Question

A coin is tossed five times, find the probability of getting 4 tails.
A. $\dfrac{5}{{32}}$
B. $\dfrac{1}{{32}}$
C. $0.4$
D. $0.25$ .

Answer 1

Hint:
Probability means possibility. It is a branch of mathematics that deals with the occurrence of event. It is used to predict how likely events are to happen. To find the probability of a single event to occur, first, we should know the total number of possible outcomes.
Probability can range in from 0 to 1, where 0 means the event to be an impossible one and 1 indicates a certain event.
Random experiment is an experiment where we know the set of all possible outcomes but find it impossible to predict one at any particular execution.
Sample space is defined as the set of all possible outcomes of a random experiment. Example: Tossing a head, Sample Space(S) = {H, T}. The probability of all the events in a sample space adds up to 1.
Event is a subset of the sample space i.e. a set of outcomes of the random experiment.

★ ★ ★ ★

**WORK INSTRUCTION**:
Transcribe the coin-toss probability text above word for word, everything from "Sample space is" down to "adds up to 1.".

★ ★ ★ ★

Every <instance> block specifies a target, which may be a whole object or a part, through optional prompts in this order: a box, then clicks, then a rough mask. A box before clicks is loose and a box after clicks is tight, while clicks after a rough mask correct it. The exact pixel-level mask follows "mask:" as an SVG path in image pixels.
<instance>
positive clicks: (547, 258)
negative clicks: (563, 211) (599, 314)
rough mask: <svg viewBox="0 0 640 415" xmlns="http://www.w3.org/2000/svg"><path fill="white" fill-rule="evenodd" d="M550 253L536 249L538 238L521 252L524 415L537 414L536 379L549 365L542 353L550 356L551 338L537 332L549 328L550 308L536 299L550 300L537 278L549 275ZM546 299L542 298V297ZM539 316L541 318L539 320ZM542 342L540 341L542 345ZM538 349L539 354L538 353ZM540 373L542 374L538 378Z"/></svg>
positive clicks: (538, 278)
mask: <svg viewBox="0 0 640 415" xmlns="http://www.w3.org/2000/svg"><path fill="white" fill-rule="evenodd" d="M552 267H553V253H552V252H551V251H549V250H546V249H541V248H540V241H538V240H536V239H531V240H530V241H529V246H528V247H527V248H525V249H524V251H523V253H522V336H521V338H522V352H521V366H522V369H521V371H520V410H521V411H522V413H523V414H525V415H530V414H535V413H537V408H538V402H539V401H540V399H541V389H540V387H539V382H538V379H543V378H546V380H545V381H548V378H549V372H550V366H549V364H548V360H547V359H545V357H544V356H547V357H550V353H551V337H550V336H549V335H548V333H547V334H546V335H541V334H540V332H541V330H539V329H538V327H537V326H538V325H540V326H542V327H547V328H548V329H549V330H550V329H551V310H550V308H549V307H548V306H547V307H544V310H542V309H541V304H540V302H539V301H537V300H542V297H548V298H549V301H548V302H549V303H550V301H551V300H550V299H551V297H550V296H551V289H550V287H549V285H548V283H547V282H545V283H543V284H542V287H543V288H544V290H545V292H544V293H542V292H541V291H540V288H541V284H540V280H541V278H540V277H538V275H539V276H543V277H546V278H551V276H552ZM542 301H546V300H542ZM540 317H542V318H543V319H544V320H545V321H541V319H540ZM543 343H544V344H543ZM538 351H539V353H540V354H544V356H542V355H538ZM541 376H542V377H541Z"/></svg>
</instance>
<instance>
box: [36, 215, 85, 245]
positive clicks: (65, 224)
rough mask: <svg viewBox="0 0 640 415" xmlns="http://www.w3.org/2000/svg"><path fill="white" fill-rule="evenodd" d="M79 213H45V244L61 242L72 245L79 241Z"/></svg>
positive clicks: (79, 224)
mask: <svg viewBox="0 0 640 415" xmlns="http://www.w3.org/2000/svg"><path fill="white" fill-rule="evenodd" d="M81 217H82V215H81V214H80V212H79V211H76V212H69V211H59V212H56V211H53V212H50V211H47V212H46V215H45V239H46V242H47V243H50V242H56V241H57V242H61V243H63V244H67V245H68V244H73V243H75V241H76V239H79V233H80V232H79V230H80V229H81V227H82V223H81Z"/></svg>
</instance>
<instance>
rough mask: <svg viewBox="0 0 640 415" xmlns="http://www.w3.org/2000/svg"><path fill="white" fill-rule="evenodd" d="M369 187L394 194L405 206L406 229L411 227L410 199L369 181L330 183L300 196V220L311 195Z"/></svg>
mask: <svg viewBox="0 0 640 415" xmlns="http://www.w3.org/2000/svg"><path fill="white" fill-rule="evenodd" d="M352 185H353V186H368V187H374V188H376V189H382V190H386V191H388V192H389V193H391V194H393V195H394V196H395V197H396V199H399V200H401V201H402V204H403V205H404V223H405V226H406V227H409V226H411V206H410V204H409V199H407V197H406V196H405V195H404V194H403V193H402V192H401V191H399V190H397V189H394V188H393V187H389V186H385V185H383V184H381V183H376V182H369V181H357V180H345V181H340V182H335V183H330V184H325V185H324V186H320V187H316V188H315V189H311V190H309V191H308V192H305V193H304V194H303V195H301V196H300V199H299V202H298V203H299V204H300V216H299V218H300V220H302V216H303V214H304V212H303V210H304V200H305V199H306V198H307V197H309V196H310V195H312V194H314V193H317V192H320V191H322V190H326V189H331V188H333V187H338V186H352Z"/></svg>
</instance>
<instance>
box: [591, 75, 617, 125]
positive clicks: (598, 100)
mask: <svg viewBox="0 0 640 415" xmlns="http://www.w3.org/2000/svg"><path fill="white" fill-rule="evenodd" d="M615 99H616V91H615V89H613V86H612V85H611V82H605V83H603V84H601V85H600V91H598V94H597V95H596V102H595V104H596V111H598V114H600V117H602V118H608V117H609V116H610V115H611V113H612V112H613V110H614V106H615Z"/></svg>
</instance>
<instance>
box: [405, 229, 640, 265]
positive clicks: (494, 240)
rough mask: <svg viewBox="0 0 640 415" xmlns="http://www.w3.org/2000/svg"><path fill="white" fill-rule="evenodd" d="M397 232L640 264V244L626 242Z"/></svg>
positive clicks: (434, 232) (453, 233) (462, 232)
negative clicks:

★ ★ ★ ★

**YOUR SOLUTION**:
Sample space is defined as the set of all possible outcomes of a random experiment. Example: Tossing a head, Sample Space(S) = {H, T}. The probability of all the events in a sample space adds up to 1.